■ Exercise brief
From the line with "Where can the laptop keyboard" to the final line of the records, reproduce every line exactly and only those lines.
— Start of Listing —
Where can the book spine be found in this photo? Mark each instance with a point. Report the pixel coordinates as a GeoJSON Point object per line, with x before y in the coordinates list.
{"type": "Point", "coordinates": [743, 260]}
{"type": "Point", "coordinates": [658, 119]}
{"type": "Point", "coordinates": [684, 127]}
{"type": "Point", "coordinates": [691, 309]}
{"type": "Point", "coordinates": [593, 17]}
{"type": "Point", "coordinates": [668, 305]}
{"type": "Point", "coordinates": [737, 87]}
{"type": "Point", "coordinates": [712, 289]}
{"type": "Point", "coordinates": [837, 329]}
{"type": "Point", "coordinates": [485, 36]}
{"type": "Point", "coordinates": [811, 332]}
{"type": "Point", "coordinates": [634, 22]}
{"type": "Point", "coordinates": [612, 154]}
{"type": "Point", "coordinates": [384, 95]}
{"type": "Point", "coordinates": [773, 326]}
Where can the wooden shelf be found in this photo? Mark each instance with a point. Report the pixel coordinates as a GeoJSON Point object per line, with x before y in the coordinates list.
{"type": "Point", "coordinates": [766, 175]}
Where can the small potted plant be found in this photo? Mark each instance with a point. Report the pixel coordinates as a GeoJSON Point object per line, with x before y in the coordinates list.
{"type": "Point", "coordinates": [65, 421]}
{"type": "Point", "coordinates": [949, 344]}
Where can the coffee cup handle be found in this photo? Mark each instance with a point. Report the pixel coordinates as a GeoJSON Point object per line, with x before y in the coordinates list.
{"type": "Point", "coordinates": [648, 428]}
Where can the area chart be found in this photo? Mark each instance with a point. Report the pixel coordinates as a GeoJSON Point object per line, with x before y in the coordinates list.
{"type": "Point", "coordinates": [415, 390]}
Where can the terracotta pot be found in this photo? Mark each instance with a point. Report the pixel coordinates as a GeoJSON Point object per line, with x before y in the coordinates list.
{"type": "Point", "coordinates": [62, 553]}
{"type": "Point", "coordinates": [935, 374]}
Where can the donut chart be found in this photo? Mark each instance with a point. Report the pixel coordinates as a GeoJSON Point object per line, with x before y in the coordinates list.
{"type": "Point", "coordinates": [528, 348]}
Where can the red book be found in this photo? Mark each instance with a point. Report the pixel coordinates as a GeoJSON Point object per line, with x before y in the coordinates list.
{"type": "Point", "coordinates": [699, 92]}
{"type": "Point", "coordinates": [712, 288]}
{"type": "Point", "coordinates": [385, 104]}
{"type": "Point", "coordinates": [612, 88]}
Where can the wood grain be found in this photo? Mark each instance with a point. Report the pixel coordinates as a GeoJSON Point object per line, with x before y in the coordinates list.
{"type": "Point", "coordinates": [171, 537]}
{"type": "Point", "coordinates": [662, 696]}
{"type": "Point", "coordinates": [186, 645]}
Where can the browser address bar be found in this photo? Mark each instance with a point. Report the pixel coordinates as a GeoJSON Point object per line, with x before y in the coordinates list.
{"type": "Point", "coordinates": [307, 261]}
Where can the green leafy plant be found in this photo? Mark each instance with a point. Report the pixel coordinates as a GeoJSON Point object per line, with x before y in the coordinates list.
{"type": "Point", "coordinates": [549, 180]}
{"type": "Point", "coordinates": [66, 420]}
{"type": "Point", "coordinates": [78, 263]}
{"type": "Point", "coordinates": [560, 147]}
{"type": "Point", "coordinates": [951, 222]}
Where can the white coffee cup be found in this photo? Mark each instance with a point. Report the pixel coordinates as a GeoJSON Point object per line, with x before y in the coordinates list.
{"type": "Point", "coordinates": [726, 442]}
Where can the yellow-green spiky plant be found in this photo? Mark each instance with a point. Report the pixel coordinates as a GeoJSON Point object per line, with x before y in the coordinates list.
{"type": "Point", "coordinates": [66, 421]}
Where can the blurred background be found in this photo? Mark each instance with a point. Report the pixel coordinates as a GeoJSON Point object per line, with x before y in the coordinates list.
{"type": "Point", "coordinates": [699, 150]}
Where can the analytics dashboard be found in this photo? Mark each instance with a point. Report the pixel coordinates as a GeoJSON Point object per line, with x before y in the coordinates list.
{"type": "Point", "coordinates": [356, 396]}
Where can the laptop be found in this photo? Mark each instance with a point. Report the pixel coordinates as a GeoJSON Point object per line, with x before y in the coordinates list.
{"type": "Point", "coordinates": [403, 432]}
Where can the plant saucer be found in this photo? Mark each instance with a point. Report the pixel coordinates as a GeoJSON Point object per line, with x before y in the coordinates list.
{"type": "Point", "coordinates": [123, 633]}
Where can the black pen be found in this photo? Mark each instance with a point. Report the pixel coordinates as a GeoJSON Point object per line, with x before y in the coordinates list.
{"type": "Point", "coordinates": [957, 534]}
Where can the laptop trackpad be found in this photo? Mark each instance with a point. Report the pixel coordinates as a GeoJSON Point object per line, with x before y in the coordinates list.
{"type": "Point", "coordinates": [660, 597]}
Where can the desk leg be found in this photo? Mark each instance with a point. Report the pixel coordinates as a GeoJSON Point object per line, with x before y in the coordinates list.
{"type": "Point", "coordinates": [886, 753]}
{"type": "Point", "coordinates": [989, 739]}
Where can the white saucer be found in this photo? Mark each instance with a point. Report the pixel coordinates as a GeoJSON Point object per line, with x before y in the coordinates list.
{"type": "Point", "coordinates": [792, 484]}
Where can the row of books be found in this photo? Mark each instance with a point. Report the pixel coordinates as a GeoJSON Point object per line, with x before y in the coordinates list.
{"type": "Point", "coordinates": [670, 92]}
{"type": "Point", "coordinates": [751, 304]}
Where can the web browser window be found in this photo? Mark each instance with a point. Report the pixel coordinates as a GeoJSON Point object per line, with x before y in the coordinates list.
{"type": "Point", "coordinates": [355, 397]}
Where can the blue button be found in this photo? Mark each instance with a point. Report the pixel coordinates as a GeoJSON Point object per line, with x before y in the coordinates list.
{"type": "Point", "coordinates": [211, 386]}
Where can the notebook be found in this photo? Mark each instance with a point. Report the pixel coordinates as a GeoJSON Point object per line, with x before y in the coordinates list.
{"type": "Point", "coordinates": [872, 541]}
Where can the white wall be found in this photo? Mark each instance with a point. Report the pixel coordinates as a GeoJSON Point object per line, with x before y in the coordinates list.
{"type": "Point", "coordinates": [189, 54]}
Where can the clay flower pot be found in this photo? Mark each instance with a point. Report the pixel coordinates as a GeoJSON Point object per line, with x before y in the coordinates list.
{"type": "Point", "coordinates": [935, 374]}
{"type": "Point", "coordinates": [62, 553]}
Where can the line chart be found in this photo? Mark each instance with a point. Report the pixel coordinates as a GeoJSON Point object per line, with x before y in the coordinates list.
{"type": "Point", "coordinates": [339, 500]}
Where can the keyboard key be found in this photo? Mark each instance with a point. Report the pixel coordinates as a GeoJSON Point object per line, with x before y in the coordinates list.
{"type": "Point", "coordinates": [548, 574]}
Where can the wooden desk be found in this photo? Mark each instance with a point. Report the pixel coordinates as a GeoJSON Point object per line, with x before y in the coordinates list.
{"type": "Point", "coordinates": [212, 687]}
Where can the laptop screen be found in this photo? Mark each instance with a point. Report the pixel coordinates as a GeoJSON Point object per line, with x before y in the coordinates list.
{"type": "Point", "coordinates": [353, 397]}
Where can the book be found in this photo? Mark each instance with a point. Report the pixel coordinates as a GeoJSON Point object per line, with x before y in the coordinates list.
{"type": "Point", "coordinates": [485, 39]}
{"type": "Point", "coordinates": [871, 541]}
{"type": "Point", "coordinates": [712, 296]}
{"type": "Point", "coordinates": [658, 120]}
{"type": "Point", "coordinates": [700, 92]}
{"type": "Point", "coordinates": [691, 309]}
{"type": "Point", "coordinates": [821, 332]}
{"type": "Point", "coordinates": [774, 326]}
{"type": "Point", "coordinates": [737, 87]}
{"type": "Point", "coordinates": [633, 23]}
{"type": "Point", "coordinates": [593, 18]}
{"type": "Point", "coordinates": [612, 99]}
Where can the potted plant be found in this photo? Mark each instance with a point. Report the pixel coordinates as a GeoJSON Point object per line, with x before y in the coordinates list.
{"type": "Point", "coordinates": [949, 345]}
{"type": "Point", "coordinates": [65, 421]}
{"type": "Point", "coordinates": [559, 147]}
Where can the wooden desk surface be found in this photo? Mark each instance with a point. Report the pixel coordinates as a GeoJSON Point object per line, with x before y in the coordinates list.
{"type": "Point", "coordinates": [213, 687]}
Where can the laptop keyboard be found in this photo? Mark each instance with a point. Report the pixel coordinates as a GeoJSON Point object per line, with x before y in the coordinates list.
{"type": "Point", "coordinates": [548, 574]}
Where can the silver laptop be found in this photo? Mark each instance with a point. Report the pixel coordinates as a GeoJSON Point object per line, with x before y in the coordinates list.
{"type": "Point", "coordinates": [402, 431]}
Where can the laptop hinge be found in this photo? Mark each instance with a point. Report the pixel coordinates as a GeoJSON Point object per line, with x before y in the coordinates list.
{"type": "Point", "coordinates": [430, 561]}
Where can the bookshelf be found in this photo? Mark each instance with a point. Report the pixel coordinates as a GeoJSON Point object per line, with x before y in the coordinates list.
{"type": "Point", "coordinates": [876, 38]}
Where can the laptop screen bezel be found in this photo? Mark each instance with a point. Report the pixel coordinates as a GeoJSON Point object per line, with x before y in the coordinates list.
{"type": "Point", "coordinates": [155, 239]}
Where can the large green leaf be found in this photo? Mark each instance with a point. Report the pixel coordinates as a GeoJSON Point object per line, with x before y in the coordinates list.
— End of Listing —
■ Completed task
Where can the laptop keyboard be found in this photo? Mark each instance with a point. Report the pixel coordinates as a GeoJSON Point object per line, with x before y in the coordinates list.
{"type": "Point", "coordinates": [548, 574]}
Where can the silver laptop be found in this photo? Mark each instance with a point. Report the pixel coordinates as a GeoJSON Point object per line, with x before y in the coordinates list.
{"type": "Point", "coordinates": [402, 431]}
Where can the laptop hinge be found in this photo? Mark each instance with a point. Report the pixel coordinates as a GeoJSON Point object per line, with x before y in the coordinates list.
{"type": "Point", "coordinates": [430, 561]}
Where can the bookshelf be found in this photo? Mark each instance with a point. Report the pixel coordinates as a GeoJSON Point object per line, with x before y in the coordinates list.
{"type": "Point", "coordinates": [876, 38]}
Where can the laptop screen bezel be found in this photo? Mark each instance with a point. Report the pixel coordinates as a GeoJSON Point object per line, with x before y in the coordinates list.
{"type": "Point", "coordinates": [155, 239]}
Where can the large green leaf be found in this photo? Mark each instance with a point. Report the pixel coordinates as a GeoJSON Point object per line, with x before y in the coordinates list.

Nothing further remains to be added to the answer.